---------- Texto fornecido
O primeiro artigo que propomos para estudo intitula-se “Don Juan serait-il hystérique? (Seria Don Juan histérico?)”, que acabamos de mencionar, de Danielle Quinodoz (1986). A autora, aí, se pergunta se os traços histéricos não apareceriam em homens, por vezes, sob a forma das atitudes sedutoras de Don Juan. Supõe, então, que aventuras “donjuanescas” em pacientes, seriam um tipo de repetição teatral de uma cena sempre caracterizada por sedução e abandono, como se o paciente desejasse fazer a mulher, se solteira, viver um papel que outrora fora o dele: o de ser seduzido e abandonado. De outra forma, ao seduzir a mulher comprometida, sentiria a necessidade de reviver uma situação triangular, provocando seu rival até ser repelido por ele.

Quando o paciente revive tais relações de objeto na análise, diz Quinodoz (1986), é perceptível que esta cena ocorre num nível narcísico bastante precoce, embora pareça se desenrolar no plano libidinal edipiano, pois o paciente revela-se na análise como uma criança machucada e rejeitada, sem a afeição da mãe na sua infância precoce. É uma reivindicação narcísica que se esconde sob uma aparência libidinosa pseudogenital.

Para a Quinodoz, são os pais ainda indiferenciados, objetos idealizados das primeiras identificações, que fazem o paciente se sentir seduzido e abandonado. Ele passou por este sentimento de abandono numa idade muito precoce, em que sua angústia ainda não podia ser verbalizada, e para exprimi-la só restava a ele esta possibilidade de suscitar em certas mulheres o mesmo sentimento de sedução e abandono pelo qual passou, além de suscitar em certos homens a exasperação diante do rival.
--------------------
Sua tarefa | Você pode dar continuidade ao texto sobre Don Juan e a histeria a partir de onde ele termina? Não é preciso consultar os registros.
---------- Registros de dados
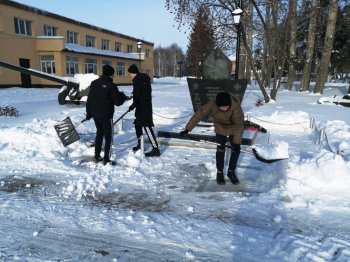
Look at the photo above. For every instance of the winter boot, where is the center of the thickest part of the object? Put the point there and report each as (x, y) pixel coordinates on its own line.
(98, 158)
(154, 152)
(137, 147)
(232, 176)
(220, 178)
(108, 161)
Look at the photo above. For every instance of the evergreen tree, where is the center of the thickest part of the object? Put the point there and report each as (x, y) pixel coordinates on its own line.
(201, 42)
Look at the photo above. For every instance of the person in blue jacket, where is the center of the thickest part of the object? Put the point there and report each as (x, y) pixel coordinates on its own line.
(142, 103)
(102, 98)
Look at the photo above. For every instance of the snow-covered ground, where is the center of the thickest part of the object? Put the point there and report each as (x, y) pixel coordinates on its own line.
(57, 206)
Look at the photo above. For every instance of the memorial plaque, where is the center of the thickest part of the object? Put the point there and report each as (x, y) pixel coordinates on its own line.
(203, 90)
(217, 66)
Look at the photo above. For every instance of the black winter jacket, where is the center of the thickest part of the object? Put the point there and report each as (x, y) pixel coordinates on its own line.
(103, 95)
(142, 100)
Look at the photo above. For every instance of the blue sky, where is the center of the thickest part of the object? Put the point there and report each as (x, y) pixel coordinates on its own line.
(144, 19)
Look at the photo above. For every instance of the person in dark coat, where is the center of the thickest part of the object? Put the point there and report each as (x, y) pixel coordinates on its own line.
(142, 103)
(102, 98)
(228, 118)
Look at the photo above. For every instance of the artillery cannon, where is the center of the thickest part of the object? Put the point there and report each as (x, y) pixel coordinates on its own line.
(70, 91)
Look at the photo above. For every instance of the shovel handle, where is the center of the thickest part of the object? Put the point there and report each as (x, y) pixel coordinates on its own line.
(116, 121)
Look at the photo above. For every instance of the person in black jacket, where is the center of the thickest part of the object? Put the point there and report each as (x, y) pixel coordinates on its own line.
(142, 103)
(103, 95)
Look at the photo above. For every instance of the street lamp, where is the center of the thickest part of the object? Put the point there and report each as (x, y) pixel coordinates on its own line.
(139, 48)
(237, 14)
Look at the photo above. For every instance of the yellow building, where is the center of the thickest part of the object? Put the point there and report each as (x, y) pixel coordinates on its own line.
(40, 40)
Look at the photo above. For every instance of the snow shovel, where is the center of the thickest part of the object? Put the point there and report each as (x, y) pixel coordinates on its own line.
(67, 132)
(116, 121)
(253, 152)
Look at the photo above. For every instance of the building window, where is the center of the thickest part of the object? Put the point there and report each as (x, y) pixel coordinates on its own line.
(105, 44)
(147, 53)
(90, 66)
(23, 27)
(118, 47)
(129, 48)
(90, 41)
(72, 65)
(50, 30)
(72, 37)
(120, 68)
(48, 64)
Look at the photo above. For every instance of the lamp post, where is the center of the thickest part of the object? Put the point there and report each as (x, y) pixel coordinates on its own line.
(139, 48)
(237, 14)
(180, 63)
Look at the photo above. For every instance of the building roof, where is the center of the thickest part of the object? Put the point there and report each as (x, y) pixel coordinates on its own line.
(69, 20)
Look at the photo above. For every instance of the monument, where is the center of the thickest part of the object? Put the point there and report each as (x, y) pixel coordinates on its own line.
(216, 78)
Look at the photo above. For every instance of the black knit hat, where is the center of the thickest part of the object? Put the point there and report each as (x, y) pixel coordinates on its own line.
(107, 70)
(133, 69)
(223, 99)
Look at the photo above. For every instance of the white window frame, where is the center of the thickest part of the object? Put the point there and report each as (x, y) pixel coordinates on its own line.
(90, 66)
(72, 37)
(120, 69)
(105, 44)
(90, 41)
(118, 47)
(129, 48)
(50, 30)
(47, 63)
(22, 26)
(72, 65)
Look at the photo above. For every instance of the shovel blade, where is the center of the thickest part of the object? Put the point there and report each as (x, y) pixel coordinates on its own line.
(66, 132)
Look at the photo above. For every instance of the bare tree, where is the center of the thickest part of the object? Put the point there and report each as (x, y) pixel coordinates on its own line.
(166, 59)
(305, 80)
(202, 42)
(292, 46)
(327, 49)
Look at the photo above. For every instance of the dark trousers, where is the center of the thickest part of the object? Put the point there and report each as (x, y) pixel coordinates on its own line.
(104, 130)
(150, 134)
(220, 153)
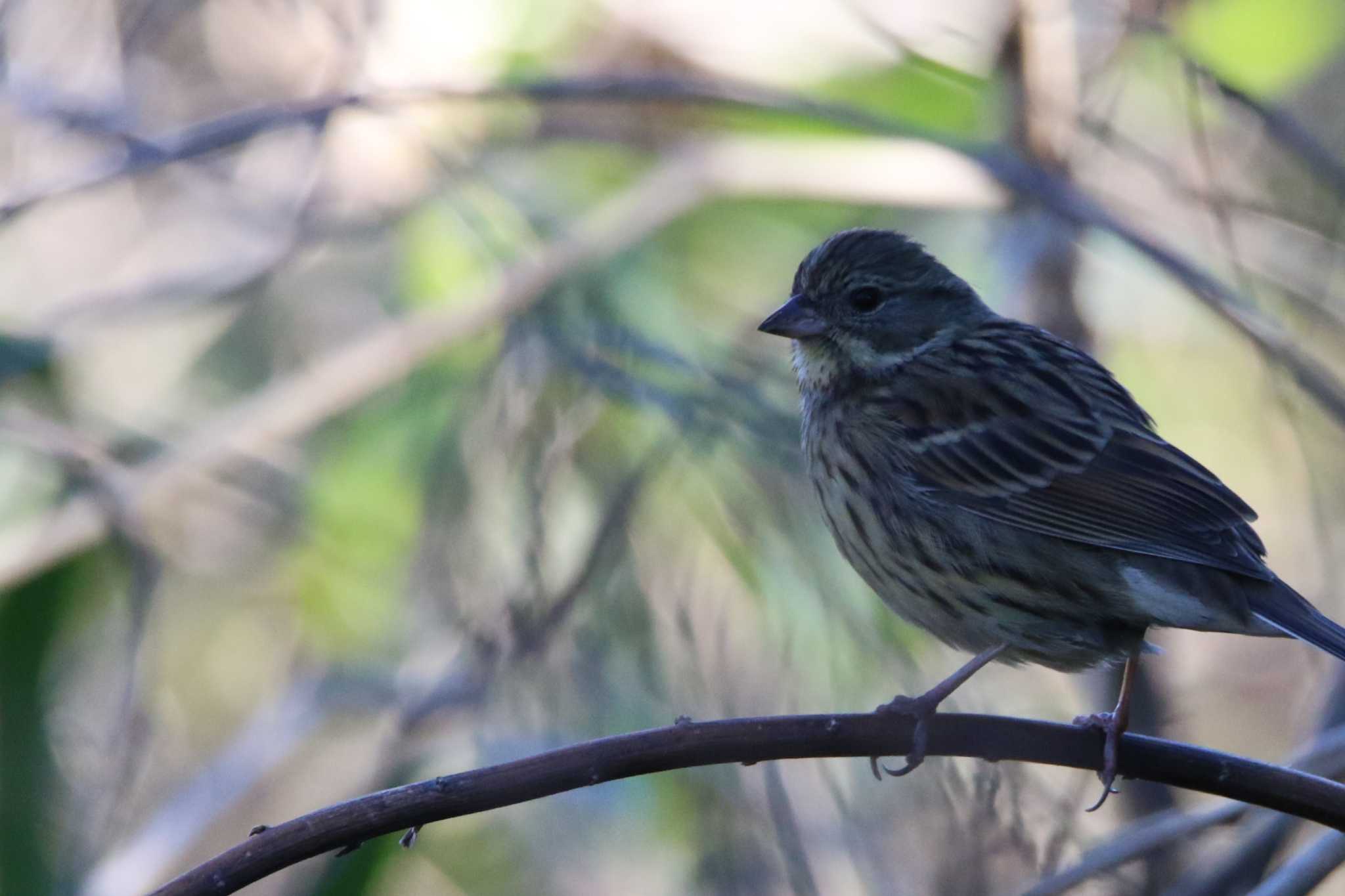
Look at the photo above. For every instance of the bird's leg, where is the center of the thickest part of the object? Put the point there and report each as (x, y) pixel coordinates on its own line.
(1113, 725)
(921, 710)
--------------------
---------- Registros de dados
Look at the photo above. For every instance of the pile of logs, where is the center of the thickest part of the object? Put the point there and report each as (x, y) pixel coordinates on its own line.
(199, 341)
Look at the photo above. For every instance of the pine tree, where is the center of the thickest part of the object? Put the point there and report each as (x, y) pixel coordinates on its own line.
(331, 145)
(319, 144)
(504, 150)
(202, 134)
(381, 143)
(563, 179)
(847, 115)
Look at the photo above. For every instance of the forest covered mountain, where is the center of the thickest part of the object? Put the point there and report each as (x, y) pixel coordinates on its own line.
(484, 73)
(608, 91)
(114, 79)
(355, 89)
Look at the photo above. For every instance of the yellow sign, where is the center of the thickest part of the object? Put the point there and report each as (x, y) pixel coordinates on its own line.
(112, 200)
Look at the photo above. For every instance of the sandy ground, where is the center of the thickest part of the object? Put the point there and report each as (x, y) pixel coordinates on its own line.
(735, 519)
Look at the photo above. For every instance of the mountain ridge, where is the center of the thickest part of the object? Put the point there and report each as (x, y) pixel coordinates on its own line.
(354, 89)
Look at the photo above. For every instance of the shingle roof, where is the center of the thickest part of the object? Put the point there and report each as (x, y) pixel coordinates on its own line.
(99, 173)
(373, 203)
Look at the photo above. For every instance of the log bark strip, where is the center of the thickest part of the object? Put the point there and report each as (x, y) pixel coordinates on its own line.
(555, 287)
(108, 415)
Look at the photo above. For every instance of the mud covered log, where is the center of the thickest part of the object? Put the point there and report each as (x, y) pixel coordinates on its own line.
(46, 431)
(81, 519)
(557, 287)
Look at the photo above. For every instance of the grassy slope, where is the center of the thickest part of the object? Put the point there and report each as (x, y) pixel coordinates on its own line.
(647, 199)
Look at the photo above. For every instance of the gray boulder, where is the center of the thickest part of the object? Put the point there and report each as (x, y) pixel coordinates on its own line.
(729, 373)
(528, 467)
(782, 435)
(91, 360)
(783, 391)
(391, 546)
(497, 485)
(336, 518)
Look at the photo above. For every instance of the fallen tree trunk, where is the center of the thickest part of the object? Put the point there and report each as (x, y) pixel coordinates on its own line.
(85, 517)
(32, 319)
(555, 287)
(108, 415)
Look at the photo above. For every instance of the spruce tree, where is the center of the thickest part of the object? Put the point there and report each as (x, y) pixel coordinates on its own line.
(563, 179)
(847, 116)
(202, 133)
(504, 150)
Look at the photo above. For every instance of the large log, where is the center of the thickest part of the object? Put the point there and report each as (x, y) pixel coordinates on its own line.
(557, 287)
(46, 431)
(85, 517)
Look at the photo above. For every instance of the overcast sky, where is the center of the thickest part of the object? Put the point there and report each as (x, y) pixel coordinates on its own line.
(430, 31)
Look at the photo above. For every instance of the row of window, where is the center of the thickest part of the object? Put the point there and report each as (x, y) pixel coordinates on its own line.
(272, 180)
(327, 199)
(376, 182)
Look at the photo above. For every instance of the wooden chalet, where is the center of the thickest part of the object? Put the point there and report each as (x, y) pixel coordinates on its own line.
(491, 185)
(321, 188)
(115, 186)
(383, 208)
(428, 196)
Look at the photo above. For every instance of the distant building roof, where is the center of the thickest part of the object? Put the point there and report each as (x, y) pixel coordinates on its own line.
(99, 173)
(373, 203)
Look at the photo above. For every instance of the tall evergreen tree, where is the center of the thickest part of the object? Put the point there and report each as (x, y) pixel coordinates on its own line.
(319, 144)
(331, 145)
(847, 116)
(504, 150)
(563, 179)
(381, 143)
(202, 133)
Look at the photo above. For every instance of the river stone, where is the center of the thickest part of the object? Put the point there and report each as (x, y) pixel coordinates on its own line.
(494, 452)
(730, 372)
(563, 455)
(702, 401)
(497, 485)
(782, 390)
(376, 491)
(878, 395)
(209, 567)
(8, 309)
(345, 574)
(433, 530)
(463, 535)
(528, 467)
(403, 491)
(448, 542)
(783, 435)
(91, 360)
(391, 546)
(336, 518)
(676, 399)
--------------------
---------- Registros de dados
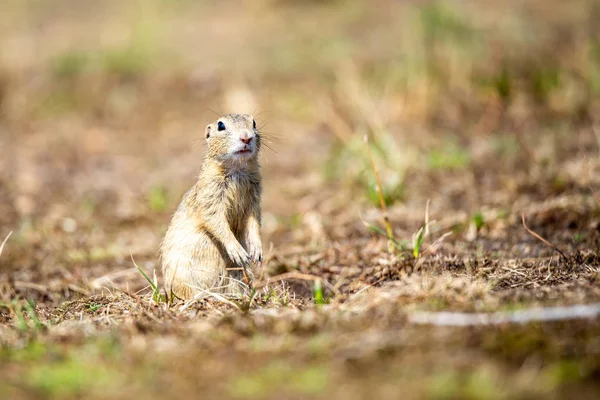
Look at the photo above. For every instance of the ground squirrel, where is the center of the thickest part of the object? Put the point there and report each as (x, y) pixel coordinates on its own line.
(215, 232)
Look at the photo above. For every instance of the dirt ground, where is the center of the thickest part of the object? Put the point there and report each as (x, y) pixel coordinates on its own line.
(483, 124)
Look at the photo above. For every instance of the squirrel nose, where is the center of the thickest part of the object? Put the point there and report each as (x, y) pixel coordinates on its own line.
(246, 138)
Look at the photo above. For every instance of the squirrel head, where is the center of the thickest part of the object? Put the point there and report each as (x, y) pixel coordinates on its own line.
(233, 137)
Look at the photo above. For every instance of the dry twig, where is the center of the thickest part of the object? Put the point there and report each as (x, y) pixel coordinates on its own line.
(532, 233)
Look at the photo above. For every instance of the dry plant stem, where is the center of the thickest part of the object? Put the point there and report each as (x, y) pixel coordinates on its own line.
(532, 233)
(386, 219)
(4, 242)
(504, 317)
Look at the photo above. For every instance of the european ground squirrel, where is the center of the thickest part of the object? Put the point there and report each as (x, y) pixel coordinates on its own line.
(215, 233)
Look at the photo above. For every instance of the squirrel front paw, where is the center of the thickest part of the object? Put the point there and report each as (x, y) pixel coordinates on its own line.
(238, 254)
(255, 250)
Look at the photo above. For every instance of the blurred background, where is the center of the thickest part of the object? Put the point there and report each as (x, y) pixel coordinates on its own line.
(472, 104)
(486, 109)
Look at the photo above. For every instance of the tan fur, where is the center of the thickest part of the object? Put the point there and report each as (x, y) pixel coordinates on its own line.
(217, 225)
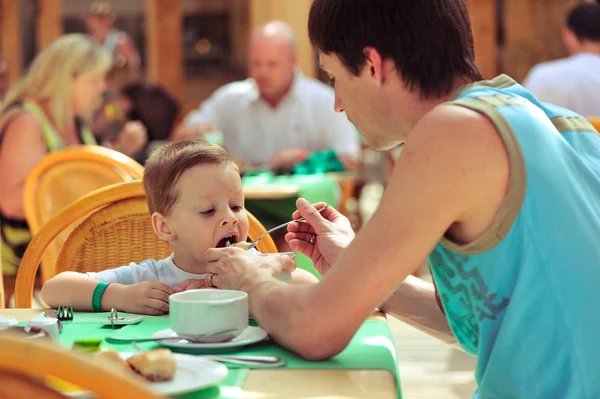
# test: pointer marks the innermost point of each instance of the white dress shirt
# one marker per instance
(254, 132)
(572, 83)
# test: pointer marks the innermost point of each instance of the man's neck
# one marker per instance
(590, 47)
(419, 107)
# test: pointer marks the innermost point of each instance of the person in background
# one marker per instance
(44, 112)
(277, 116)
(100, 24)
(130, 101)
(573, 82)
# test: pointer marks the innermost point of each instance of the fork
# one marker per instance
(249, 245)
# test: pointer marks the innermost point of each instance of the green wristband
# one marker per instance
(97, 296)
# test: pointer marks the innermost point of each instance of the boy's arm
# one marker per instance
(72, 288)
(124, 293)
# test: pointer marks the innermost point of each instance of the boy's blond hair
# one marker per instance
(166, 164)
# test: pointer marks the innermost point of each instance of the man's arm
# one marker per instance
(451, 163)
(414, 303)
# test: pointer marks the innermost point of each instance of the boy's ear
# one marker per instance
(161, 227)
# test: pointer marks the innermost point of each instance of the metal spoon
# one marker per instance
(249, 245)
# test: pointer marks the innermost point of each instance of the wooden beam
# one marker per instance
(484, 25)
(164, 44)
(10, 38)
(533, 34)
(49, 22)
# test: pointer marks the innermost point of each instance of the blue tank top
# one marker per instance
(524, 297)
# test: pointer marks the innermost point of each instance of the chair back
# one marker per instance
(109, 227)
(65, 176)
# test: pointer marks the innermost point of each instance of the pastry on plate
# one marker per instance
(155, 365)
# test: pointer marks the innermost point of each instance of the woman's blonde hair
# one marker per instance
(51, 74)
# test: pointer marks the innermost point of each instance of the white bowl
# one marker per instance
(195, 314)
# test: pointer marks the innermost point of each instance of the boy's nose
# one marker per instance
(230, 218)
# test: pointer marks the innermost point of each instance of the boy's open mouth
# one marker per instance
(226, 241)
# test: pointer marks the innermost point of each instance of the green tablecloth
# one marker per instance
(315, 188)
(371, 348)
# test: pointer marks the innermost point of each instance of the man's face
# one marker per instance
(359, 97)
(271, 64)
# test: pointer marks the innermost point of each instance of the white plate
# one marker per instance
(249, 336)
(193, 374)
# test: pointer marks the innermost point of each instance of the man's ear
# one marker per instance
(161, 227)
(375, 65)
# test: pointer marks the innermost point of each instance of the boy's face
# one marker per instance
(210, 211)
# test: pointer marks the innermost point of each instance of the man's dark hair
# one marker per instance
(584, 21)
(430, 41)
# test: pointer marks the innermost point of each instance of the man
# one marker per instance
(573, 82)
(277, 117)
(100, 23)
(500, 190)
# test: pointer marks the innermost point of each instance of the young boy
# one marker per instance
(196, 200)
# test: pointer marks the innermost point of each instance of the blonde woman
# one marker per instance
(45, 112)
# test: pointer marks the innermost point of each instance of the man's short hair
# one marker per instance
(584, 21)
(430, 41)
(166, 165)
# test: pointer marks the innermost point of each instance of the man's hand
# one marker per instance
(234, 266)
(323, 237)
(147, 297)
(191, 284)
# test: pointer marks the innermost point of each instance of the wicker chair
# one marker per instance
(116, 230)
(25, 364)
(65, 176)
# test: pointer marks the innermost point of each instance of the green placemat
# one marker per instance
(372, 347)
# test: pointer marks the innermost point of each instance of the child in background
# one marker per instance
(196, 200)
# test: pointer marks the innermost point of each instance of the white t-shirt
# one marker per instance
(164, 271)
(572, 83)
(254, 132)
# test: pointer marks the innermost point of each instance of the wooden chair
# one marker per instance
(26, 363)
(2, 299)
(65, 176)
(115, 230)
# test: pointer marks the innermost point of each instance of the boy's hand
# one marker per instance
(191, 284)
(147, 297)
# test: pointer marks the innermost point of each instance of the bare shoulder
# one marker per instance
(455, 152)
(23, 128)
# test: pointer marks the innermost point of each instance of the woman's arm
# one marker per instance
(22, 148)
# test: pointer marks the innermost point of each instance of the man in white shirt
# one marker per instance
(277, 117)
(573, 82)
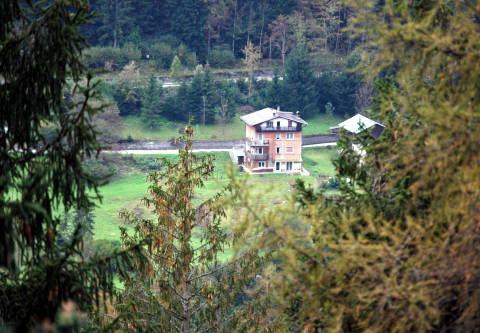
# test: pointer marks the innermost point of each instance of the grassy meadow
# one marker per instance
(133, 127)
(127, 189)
--------------------
Resposta |
O paciente pode reproduzir no analista sua relação de objeto com os pais de duas formas: com o analista-mãe ele pode reviver o desejo inconsciente de fazer com que ela se deixe seduzir por este magnífico phallus exibido por ele, que é representado pelo conteúdo que leva às sessões: suas histórias de conquistas. Porém, cada conquista já ocorre com o intuito de um abandono posterior. Com o analista-pai o paciente procura reviver o desejo inconsciente de provocá-lo ao extremo, até que este o rejeite. Nos dois casos, rejeitar o analista-mãe e ser rejeitado pelo analista-pai, há uma busca do mesmo objetivo: proclamar incessantemente sua fraqueza de criança, incapaz de satisfazer sexualmente uma mulher e de ter relevância ao lado do rival, como se ele devesse tranqüilizar a si e a seus pais-analistas, provando que não é perigoso para o casal parental. Ele teria necessidade de reviver no analista isto que ele sempre repete na vida cotidiana inconscientemente: “eu renuncio a desposar mamãe, eu fui vencido pelo meu pai”.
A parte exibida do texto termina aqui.